**Required work:**
When a line in the entries contains the word "outline", copy that line in full.
Given data START
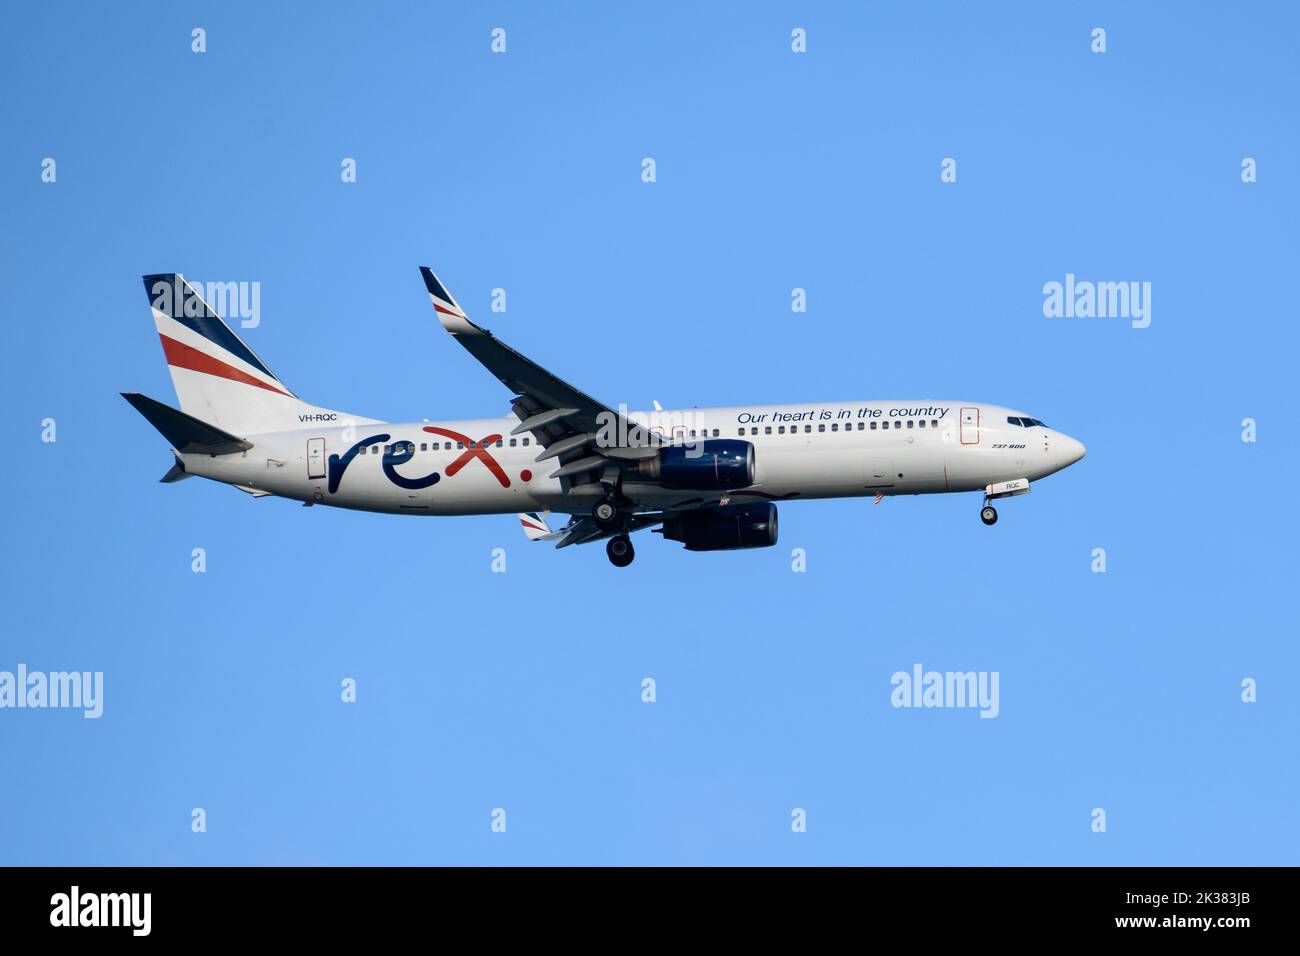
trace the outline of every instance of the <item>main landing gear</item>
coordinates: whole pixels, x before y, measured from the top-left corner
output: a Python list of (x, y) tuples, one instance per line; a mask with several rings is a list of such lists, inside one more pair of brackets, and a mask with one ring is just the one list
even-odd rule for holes
[(591, 508), (591, 520), (601, 531), (613, 531), (622, 521), (618, 513), (618, 502), (613, 498), (601, 498)]
[(618, 506), (618, 490), (611, 485), (605, 486), (605, 497), (591, 506), (591, 520), (601, 531), (617, 531), (605, 544), (605, 553), (609, 563), (616, 568), (625, 568), (636, 557), (632, 549), (632, 539), (627, 536), (627, 516)]
[(636, 551), (632, 549), (632, 539), (625, 534), (616, 534), (610, 538), (605, 545), (605, 553), (609, 555), (609, 563), (616, 568), (627, 567), (636, 557)]
[(992, 505), (985, 505), (980, 509), (980, 521), (983, 521), (985, 524), (997, 524), (998, 510)]

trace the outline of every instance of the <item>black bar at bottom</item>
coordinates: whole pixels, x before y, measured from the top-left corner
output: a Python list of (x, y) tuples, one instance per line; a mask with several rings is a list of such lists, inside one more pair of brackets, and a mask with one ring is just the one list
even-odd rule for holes
[(1286, 868), (10, 868), (0, 870), (0, 927), (6, 941), (75, 934), (78, 943), (337, 944), (458, 929), (494, 944), (561, 934), (612, 945), (621, 937), (610, 933), (736, 943), (838, 929), (865, 939), (901, 931), (926, 941), (1104, 935), (1231, 945), (1284, 931), (1295, 876)]

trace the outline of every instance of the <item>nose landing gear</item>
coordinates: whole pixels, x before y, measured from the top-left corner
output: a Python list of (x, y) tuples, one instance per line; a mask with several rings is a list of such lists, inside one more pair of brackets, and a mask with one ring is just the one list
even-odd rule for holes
Given data END
**Reply:**
trace the outline of every instance of the <item>main landing gear</item>
trace the outline of every instance of the <item>black bar at bottom</item>
trace the outline of every instance of the <item>nose landing gear</item>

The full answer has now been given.